**Problem description**
Rewrite the passage about home nursing care starting at "The nursing care" and ending at "with them again.", swapping "grocery store" for "pharmacy".

**Document extract**
-- Opening Marker --
The nursing care has been a huge help and blessing as well. We often have a nurse as many as 4 days a week and 4 nights (though some weeks we have less days or less nights). It has helped us resume some normalcy and I feel like I can get to the grocery store or take the boys to the library or just spend some time playing with them again. 

At the same time, it isn't exactly natural to hand your baby over to someone to care for her. It feels a little strange to go out as a family and not have her with us and it's an adjustment having someone else in the house with us most of the day. On the day of the nurses' orientation when there were six women in our house being trained on Eden's care, I had to hold back tears the entire day because it all felt so overwhelming and not how I would have chosen life to be. But running through my mind was the reminder from a recent sermon our pastor had preached where he said that the path ahead of us is laid with the stones of good works that God has prepared in advance for us. I kept thinking, "There are good works on this path, Sara. God has prepared them for you so that you would walk in them, so walk in them, don't be afraid, just keep going." I think it was God's kindness to remind me that this is not about me or how I wanted life to work out, that there is more going on than what my eyes can see, and that I can trust that this is for my good and for his glory. And when I'm thinking rightly, I want those things more than I want my own comfort.
-- Closing Marker --
**Dataset extract**
-- Opening Marker --
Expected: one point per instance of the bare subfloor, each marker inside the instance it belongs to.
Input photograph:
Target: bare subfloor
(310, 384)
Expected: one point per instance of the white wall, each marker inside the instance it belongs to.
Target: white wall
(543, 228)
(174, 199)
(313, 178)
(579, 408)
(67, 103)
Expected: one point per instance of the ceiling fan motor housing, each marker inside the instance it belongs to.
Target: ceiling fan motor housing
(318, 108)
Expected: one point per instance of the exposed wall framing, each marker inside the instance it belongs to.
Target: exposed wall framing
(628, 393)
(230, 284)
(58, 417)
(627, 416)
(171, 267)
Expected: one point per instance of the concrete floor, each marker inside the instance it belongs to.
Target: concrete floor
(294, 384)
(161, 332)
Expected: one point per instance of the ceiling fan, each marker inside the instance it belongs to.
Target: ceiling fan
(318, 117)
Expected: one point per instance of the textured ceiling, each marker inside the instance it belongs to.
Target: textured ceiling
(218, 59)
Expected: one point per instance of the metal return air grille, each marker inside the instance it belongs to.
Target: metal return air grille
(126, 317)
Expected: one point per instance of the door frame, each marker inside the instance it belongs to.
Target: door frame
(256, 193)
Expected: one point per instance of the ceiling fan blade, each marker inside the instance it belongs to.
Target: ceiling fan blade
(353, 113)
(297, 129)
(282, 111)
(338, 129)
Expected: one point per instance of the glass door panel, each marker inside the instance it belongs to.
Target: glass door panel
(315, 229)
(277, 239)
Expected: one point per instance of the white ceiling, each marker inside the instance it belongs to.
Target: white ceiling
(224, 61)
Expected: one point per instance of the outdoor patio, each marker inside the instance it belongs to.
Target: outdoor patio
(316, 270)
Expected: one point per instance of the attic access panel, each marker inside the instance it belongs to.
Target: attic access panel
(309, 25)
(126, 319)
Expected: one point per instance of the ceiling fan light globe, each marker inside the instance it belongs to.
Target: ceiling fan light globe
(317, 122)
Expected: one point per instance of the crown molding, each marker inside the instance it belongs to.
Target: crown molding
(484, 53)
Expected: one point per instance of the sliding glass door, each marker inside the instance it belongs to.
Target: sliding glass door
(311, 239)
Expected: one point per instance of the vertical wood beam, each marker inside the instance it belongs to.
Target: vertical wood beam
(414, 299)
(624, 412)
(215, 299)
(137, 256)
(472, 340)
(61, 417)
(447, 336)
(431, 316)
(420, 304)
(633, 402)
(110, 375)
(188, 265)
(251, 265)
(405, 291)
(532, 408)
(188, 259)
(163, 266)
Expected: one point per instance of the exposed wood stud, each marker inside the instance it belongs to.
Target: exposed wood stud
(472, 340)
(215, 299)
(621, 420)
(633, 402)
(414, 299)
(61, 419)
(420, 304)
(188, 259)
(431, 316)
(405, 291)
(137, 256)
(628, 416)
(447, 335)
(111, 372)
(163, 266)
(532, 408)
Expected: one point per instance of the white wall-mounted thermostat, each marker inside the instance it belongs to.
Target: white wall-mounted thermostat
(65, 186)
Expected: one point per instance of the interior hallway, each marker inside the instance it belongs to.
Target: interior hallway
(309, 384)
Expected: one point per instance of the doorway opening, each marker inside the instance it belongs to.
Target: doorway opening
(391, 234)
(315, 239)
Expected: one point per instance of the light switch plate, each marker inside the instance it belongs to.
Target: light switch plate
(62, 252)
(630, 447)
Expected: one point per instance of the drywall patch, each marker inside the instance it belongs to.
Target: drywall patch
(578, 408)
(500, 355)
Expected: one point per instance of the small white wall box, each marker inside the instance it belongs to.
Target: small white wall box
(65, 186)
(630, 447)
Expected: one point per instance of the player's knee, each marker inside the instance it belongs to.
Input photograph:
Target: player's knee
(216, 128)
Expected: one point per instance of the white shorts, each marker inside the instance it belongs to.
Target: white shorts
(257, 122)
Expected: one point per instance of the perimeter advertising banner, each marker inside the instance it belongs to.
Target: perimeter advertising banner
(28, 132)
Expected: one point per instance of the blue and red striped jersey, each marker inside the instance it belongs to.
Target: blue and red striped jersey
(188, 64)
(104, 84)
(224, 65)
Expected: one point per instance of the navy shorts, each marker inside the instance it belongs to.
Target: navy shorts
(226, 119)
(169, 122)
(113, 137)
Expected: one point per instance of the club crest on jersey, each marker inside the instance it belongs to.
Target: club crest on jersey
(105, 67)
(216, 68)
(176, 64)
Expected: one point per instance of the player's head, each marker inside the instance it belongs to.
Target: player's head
-- Closing Marker --
**Finished task**
The nursing care has been a huge help and blessing as well. We often have a nurse as many as 4 days a week and 4 nights (though some weeks we have less days or less nights). It has helped us resume some normalcy and I feel like I can get to the pharmacy or take the boys to the library or just spend some time playing with them again.